» **PROBLEM REQUIREMENTS**
I'd ask you to write out the lines below exactly, with no images.

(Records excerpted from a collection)

>>>>

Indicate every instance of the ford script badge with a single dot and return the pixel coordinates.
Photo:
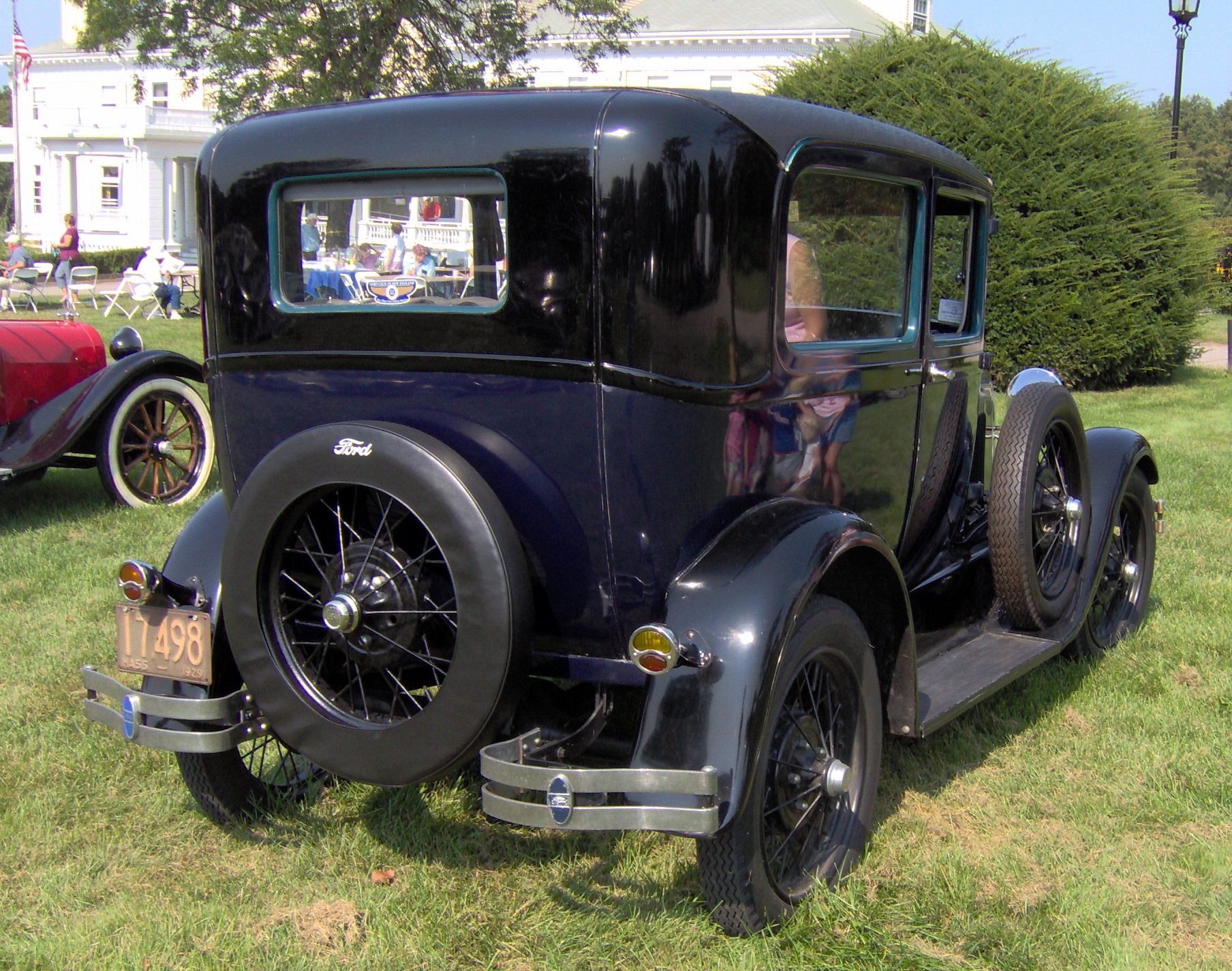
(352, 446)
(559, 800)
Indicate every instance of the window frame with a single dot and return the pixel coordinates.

<<<<

» **EXPECTED ANSWER**
Indicate every instance of the ford script badge with a single dot and return the pixel coordinates.
Photo:
(352, 446)
(559, 800)
Indicate every instance of the window frame with a single dot and return the pixel coordinates.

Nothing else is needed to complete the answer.